| Ausgewählter Auszug |
Ja, sie ist hervorragend zu nutzen, zumal sie eine deutliche Weiterentwicklung durchlebt hat seit dem ersten Entwurf, der nur die Brandlastberechnung auf der Basis der DIN 18230 umfasste. Man muss aber dazu sagen, dass wegen der damals noch nicht so verbreiteten Kenntnis bei Brandschützern in diesem Bereich einige an der Industriebaurichtlinie gescheitert sind, wenn sie sich nicht intensiv damit befasst haben. Das Ziel war es, ein besseres Verfahren einzuführen, mit dem nicht nur Spezialisten arbeiten können, sondern auch diejenigen, die sich nur ab und zu mit Industriebauten befassen. Zudem hat man festgestellt, dass es nicht nur um die Großindustrie geht, sondern dass der Industriebau theoretisch bei jeder Halle anfängt, die man in Stahl bauen möchte, sobald dies mit der Landesbauordnung nicht mehr abbildbar ist. Wir reden von Hallen ab 1.600 m2 aufwärts. Insofern war der Bedarf vorhanden, eine Anpassung vorzunehmen.

In einer der ersten Novellierungen hat man dazu das Pauschalverfahren eingeführt. Die Industriebaurichtlinie, wie wir sie heute kennen, kennt zwei grundsätzliche Wege. Der eine ist nach wie vor die Brandlastberechnung, der sogenannte Abschnitt 7, und der zweite das Verfahren im pauschalen Nachweis. Dabei muss der Brandschutzsachverständige keine Brandlastberechnung durchführen, sondern kann auf eine Tabelle zurückgreifen. Dies ist dann das Verfahren nach Abschnitt 6. Dort kann je nach den Anforderungen abgelesen werden, was sich brandschutztechnisch realisieren lässt. Es ist dann z. B. festgelegt, in Abhängigkeit von der Geschossigkeit und der Brandschutzinfrastruktur, wie groß ein Brandabschnitt werden darf und welche Anforderungen an das Tragwerk bestehen.

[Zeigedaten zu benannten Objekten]
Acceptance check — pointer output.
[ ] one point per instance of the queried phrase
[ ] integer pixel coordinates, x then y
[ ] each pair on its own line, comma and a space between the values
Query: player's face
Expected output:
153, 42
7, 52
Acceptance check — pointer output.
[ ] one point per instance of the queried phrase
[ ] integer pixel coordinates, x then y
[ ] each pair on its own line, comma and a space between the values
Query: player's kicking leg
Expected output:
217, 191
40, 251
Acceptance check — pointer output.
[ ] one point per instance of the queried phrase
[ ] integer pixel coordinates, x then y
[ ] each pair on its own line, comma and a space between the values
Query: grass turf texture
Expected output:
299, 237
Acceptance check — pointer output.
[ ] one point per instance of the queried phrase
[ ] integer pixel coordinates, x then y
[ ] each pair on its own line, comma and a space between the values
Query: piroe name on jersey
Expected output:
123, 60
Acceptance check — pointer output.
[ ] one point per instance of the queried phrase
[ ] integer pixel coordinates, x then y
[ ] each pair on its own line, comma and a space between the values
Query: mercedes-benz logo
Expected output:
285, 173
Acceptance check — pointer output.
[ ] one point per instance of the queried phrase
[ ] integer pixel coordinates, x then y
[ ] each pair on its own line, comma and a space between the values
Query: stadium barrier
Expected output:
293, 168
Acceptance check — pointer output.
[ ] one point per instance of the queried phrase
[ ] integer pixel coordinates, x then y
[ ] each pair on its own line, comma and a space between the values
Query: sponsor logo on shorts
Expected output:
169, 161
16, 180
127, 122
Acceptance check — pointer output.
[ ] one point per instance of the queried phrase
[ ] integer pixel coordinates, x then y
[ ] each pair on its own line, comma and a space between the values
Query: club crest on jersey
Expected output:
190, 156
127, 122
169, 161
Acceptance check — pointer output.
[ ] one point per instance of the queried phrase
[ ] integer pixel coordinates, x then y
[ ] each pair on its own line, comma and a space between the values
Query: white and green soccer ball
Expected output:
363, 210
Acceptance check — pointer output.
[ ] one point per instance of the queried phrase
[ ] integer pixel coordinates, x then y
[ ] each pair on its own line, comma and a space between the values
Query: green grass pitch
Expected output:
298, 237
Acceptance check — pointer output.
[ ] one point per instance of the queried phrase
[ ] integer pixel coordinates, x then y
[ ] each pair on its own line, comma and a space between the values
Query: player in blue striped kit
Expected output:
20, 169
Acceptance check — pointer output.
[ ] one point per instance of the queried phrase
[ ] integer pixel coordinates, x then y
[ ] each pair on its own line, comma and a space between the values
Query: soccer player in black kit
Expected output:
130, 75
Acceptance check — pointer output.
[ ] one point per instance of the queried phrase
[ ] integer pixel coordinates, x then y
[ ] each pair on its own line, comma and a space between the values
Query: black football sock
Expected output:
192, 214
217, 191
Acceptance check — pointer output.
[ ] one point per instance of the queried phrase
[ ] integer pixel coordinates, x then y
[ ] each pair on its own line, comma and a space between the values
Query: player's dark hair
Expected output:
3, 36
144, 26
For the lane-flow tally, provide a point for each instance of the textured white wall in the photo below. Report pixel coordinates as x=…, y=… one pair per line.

| Aufgabe 1 |
Fassen Sie den Auszug zur Industriebaurichtlinie in zwei Sätzen zusammen.
| Aufgabe 2 |
Beantworten Sie anhand des Auszugs zur Industriebaurichtlinie die folgenden Fragen:
(a) Auf welcher Norm beruhte die Brandlastberechnung im ersten Entwurf?
(b) Ab welcher Hallengröße ist im Auszug von Industriebauten die Rede?
(c) Nach welchem Abschnitt richtet sich das Verfahren, bei dem auf eine Tabelle zurückgegriffen wird?
| Aufgabe 3 |
Geben Sie aus dem Auszug zur Industriebaurichtlinie die Passage von "In einer der" bis "das Tragwerk bestehen." wortgetreu aus.

| Richtige Lösung 1 |
Die Industriebaurichtlinie hat sich seit ihrem ersten Entwurf, der nur die Brandlastberechnung auf der Basis der DIN 18230 umfasste, deutlich weiterentwickelt, um ein Verfahren zu schaffen, mit dem nicht nur Spezialisten arbeiten können, zumal der Industriebau schon bei Hallen ab 1.600 m2 beginnt. Heute kennt sie zwei grundsätzliche Wege: die Brandlastberechnung nach Abschnitt 7 und den pauschalen Nachweis nach Abschnitt 6, bei dem anhand einer Tabelle etwa die zulässige Größe eines Brandabschnitts und die Anforderungen an das Tragwerk abgelesen werden.

| Richtige Lösung 2 |
(a) Auf der DIN 18230.
(b) Ab 1.600 m2.
(c) Nach Abschnitt 6.

| Richtige Lösung 3 |
In einer der ersten Novellierungen hat man dazu das Pauschalverfahren eingeführt. Die Industriebaurichtlinie, wie wir sie heute kennen, kennt zwei grundsätzliche Wege. Der eine ist nach wie vor die Brandlastberechnung, der sogenannte Abschnitt 7, und der zweite das Verfahren im pauschalen Nachweis. Dabei muss der Brandschutzsachverständige keine Brandlastberechnung durchführen, sondern kann auf eine Tabelle zurückgreifen. Dies ist dann das Verfahren nach Abschnitt 6. Dort kann je nach den Anforderungen abgelesen werden, was sich brandschutztechnisch realisieren lässt. Es ist dann z. B. festgelegt, in Abhängigkeit von der Geschossigkeit und der Brandschutzinfrastruktur, wie groß ein Brandabschnitt werden darf und welche Anforderungen an das Tragwerk bestehen.